(WHAT NEEDS TO BE DONE)
Write out the listing below verbatim, leaving out the pictures.

Excerpts from location labeling data
★ ★ ★ ★
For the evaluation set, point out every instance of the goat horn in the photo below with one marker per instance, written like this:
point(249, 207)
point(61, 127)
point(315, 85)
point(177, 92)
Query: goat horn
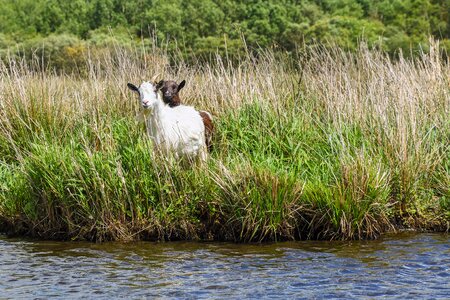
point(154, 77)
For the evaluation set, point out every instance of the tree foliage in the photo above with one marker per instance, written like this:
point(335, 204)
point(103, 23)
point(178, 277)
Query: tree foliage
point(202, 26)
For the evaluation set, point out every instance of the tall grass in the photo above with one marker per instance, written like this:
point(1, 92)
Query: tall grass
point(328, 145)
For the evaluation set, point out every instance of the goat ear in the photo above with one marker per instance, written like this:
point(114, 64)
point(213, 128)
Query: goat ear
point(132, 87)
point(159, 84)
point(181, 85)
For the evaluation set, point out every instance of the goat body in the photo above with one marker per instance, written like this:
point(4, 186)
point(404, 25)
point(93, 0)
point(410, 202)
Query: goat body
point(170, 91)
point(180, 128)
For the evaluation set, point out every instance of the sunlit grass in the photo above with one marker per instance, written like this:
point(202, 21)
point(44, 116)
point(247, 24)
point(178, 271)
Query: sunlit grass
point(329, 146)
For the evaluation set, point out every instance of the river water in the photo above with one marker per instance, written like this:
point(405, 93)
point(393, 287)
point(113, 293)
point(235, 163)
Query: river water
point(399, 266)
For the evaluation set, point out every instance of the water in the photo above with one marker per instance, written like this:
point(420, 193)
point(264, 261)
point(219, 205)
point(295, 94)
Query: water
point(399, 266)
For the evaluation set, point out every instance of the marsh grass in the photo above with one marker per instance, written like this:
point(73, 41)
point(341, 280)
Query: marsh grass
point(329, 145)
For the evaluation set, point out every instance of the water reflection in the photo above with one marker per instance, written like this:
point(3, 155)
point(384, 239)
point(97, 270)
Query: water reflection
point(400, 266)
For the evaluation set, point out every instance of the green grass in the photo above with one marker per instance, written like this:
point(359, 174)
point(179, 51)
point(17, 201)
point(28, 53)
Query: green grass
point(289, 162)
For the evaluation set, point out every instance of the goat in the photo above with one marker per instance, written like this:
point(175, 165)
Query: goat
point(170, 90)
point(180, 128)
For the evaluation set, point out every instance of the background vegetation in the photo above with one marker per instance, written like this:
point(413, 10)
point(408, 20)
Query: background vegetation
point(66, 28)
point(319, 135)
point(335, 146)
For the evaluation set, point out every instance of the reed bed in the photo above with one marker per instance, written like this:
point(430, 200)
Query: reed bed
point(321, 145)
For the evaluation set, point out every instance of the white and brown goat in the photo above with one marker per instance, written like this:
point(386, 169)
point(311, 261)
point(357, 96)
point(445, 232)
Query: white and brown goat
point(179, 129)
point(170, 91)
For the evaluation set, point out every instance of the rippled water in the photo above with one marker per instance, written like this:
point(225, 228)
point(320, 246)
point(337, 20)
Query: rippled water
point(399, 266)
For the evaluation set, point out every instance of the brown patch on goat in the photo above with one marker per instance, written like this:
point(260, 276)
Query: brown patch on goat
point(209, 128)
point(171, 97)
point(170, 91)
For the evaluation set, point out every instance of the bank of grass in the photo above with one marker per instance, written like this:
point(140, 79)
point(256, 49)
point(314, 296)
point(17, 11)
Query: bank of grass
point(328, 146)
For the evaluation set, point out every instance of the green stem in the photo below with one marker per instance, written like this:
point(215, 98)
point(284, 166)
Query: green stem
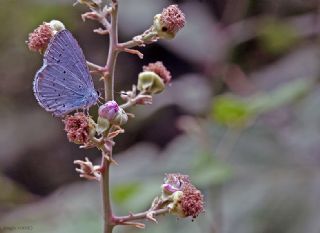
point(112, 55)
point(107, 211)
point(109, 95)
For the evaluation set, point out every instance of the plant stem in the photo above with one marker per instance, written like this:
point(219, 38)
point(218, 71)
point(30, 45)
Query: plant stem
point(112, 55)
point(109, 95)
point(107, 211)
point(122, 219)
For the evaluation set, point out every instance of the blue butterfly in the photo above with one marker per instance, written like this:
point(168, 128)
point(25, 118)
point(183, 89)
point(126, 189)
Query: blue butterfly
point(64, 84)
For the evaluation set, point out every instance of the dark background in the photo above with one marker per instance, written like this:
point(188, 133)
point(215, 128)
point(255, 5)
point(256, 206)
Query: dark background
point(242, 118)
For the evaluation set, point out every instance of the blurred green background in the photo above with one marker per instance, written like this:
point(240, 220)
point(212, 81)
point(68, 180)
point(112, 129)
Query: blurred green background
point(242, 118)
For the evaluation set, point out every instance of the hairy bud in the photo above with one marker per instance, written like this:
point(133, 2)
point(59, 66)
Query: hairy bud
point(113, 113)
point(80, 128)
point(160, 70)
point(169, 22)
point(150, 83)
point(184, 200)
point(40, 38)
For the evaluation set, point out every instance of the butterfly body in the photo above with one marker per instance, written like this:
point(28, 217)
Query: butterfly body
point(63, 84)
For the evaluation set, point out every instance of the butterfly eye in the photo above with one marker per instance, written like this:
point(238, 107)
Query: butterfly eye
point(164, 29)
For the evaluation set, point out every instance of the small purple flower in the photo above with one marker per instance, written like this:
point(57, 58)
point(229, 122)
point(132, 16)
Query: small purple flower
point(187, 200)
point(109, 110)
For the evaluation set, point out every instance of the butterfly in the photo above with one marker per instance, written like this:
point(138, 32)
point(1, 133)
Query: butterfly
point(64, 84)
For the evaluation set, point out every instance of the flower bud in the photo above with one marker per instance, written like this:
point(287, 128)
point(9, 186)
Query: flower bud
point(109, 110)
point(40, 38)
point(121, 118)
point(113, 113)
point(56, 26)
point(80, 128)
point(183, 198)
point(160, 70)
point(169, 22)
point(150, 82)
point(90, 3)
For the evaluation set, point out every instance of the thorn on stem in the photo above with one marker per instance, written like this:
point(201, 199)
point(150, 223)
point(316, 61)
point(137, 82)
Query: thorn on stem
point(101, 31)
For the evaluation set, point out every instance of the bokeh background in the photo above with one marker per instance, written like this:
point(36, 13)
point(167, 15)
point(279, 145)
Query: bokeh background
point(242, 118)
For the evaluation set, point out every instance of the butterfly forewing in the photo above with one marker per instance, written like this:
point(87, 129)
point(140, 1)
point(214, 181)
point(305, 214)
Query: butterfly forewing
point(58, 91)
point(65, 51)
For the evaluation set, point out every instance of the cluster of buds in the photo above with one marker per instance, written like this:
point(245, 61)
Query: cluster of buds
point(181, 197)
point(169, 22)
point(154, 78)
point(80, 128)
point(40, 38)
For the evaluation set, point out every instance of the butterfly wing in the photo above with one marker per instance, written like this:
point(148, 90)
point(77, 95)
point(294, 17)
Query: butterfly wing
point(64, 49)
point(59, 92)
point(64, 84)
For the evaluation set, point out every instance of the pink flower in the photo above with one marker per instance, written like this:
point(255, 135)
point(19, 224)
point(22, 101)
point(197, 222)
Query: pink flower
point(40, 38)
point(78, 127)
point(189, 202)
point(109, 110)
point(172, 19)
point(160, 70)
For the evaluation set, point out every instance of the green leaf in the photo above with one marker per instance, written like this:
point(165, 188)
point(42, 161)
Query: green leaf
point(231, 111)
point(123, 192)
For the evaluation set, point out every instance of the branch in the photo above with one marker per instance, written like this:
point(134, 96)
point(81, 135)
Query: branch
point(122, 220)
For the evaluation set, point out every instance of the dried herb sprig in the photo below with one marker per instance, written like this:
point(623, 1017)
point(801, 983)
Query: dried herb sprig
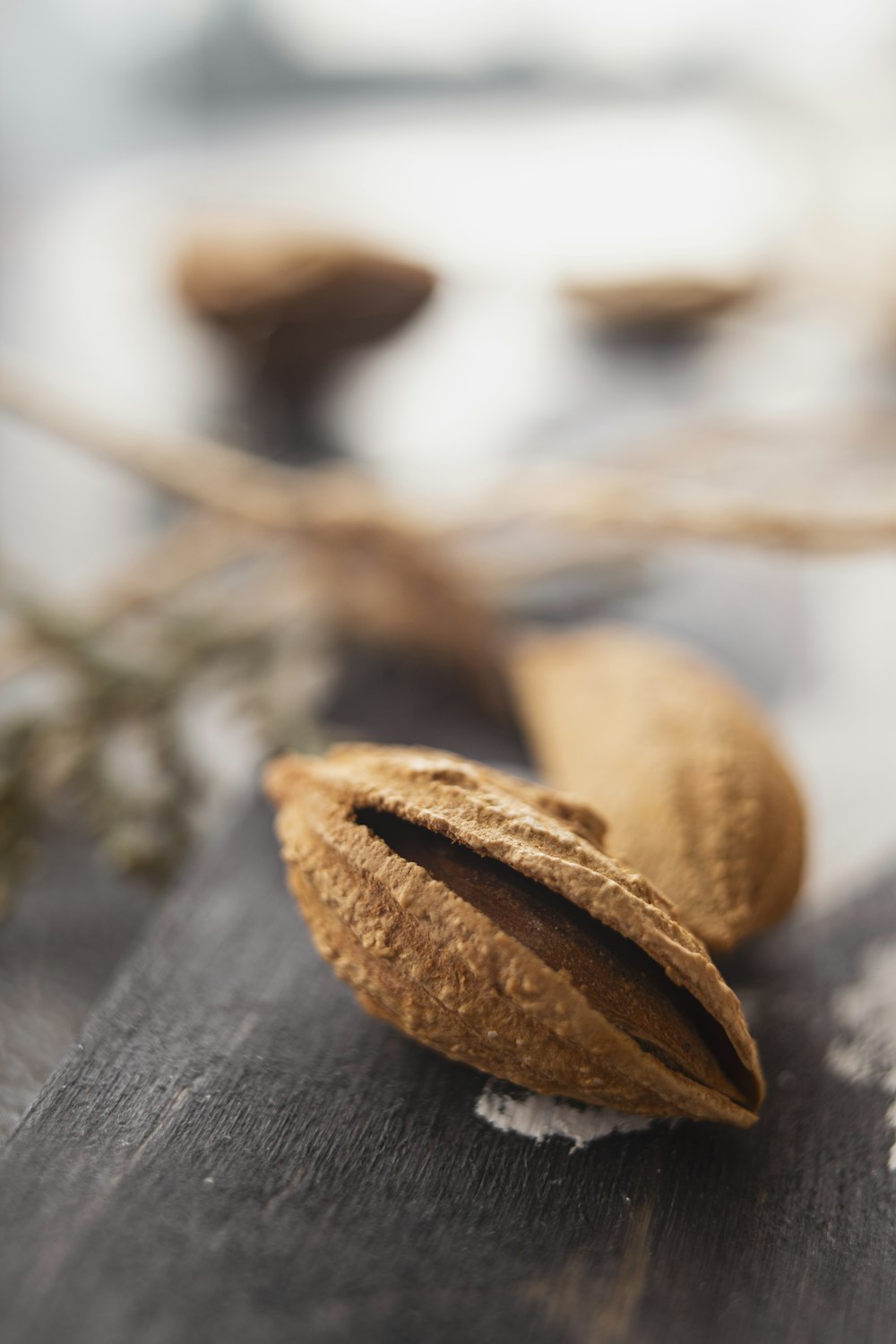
★ ★ ★ ★
(WRITTEN SOLUTION)
For the evaluation set, point out every instance of the goat horn in the photo below with one marker per instance, written like this:
point(249, 207)
point(61, 127)
point(315, 85)
point(177, 92)
Query: goat horn
point(154, 77)
For the evaluation set, point out every instance of the tree foliage in the photo above with one marker per instance, written like this:
point(335, 204)
point(103, 23)
point(178, 277)
Query: tree foliage
point(202, 26)
For the evaluation set, point out every instance of the tall grass in the photo above with one marker per instance, written like this:
point(1, 92)
Query: tall grass
point(328, 145)
For the evaluation set, point out every instance of the goat ear in the photo above with one marker per instance, written like this:
point(114, 64)
point(213, 128)
Query: goat ear
point(132, 87)
point(159, 84)
point(181, 85)
For the evaluation set, point out every instance of the goat body in the photo above with one marker per instance, written like this:
point(4, 186)
point(404, 25)
point(93, 0)
point(410, 202)
Query: goat body
point(170, 91)
point(180, 128)
For the evaluation set, point out every instance of the sunlit grass in the photo above with one marker per instance, written like this:
point(202, 21)
point(44, 116)
point(247, 24)
point(178, 271)
Query: sunlit grass
point(329, 146)
For the evaluation set, point out every instance of the river water in the photo above with one marker per instance, written like this:
point(405, 93)
point(393, 287)
point(113, 293)
point(235, 163)
Query: river water
point(399, 266)
For the evaluation set, point out every instance of the water in the photo above with one marker per instance, written like this:
point(420, 193)
point(264, 261)
point(219, 205)
point(295, 94)
Query: water
point(399, 266)
For the evaluation set, point out every instance of the marsh grass in the photo above with one marker per instance, written like this:
point(73, 41)
point(341, 280)
Query: marsh grass
point(329, 145)
For the evaluation set, point out every instance of the water reflection in the photo above with one marker per instance, written like this:
point(3, 155)
point(384, 239)
point(97, 270)
Query: water reflection
point(400, 266)
For the evaluation set, point out every instance of the green grass in the photo above with one marker per instance, written like this:
point(359, 174)
point(179, 51)
point(17, 201)
point(28, 53)
Query: green grass
point(289, 162)
For the evaluation set, point out every instance of the goat in the photo above with one marker per instance, written like this:
point(175, 165)
Query: goat
point(170, 90)
point(180, 128)
For the evaluation set, point out every instance of the background vegetation in the photo above with one marker per instance, written like this:
point(413, 10)
point(408, 20)
Query: background vegetation
point(66, 28)
point(319, 135)
point(335, 146)
For the evaluation set, point out every instance of the reed bed in the photo above with one marker per instance, written like this:
point(430, 200)
Query: reed bed
point(321, 145)
For the evaluation set, point out every instance of the white and brown goat in the photo above with one marker per instance, written like this:
point(386, 169)
point(311, 261)
point(357, 96)
point(445, 232)
Query: white and brown goat
point(179, 129)
point(170, 91)
For the evaluation set, point out every instance of the rippled water in the photo above with one marker per instance, written like this:
point(225, 228)
point(320, 246)
point(337, 20)
Query: rippled water
point(399, 266)
For the evaluation set, point out every instance of the brown patch on goat in the photo above with one marker per instance, written like this:
point(260, 276)
Query: brown patch on goat
point(209, 128)
point(171, 97)
point(170, 91)
For the evaluation set, point out every instance of the bank of grass in the photo above with one marker per instance, written like this:
point(140, 79)
point(256, 49)
point(314, 296)
point(17, 11)
Query: bank of grass
point(328, 146)
For the evaluation set, point out every instance of the green stem in the photo below with one marker per instance, written like this:
point(215, 98)
point(284, 166)
Query: green stem
point(112, 55)
point(107, 211)
point(109, 95)
For the evaluation set, point out every instance of the plant stem in the photo above with one marker per instance, written like this:
point(219, 38)
point(218, 71)
point(30, 45)
Query: plant stem
point(112, 55)
point(109, 95)
point(107, 211)
point(122, 219)
For the evaluation set, point out every instance of the blue butterfly in the photo above with one marker per instance, written like this:
point(168, 128)
point(25, 118)
point(183, 89)
point(126, 189)
Query: blue butterfly
point(64, 84)
For the evaluation set, point out every instance of the dark background in the photo above with one marker per instance, written like this:
point(188, 133)
point(215, 128)
point(255, 5)
point(256, 206)
Query: dark background
point(242, 118)
For the evaluation set, point out every instance of the blurred green background in the photo above with one marker per instance, written like this:
point(240, 220)
point(212, 81)
point(68, 180)
point(112, 129)
Query: blurred green background
point(242, 118)
For the evaluation set, point out every instance of the hairy bud in the photo above with one marker per instance, written like this:
point(133, 2)
point(59, 66)
Query: hairy bud
point(113, 113)
point(80, 128)
point(160, 70)
point(169, 22)
point(150, 83)
point(184, 200)
point(40, 38)
For the evaluation set, point out every instance of the butterfly body in the photo above with one marker per instance, written like this:
point(28, 217)
Query: butterfly body
point(63, 84)
For the evaluation set, point out every instance of the butterfly eye in the photo above with one marker per instance, written like this:
point(238, 107)
Query: butterfly eye
point(164, 29)
For the evaluation set, point out every instance of the small purple flower in the photo above with one marker per instance, written like this:
point(57, 58)
point(229, 122)
point(132, 16)
Query: small purple flower
point(187, 200)
point(109, 110)
For the evaluation set, point out every instance of the butterfly in the photo above with one marker per instance, written like this:
point(138, 32)
point(1, 133)
Query: butterfly
point(64, 84)
For the evaluation set, point out every instance of the flower bud in the photo above with one marker per instance, written like this:
point(287, 128)
point(9, 186)
Query: flower bud
point(109, 110)
point(40, 38)
point(121, 118)
point(113, 113)
point(56, 26)
point(80, 128)
point(183, 198)
point(160, 70)
point(169, 22)
point(150, 82)
point(90, 3)
For the evaluation set, point out every instance of the thorn on stem in the photo above with one marker per instance, written like this:
point(201, 199)
point(150, 223)
point(316, 61)
point(137, 82)
Query: thorn on stem
point(101, 31)
For the evaluation set, point out every instance of the bokeh background in the photo above with one marker per instance, written like this:
point(36, 13)
point(167, 15)
point(279, 145)
Query: bokeh background
point(242, 118)
For the evaluation set, point out every instance of the butterfly forewing in the photo above with one marker per instance, written like this:
point(87, 129)
point(140, 1)
point(214, 181)
point(305, 214)
Query: butterfly forewing
point(58, 91)
point(65, 51)
For the evaluation set, point out every instance of the cluster of buds in the photo above with one marker per instance, written like this:
point(245, 61)
Query: cluster of buds
point(181, 197)
point(169, 22)
point(154, 78)
point(80, 128)
point(40, 38)
For the evaluation set, point out every instance of the butterfly wing in the photo above with one marker per instance, written like this:
point(148, 90)
point(77, 95)
point(294, 17)
Query: butterfly wing
point(64, 49)
point(59, 92)
point(64, 84)
For the evaluation set, point out every instance of the pink flower in the photo above with one marker per instance, written like this:
point(255, 135)
point(19, 224)
point(22, 101)
point(197, 222)
Query: pink flower
point(40, 38)
point(78, 127)
point(189, 202)
point(109, 110)
point(172, 19)
point(160, 70)
For the evaluation set, point out every instance of the green leaf in the photo above with one marker per instance, written like this:
point(165, 188)
point(42, 161)
Query: green leaf
point(231, 111)
point(123, 192)
For the evaluation set, point out every instance of the branch in the photo above with one marker per instance, written like this:
point(134, 96)
point(81, 135)
Query: branch
point(122, 220)
For the evaluation set, point out every instance of the dried herb sprig in the photo below with one marker per instance, written like this:
point(623, 1017)
point(801, 983)
Query: dried herb sprig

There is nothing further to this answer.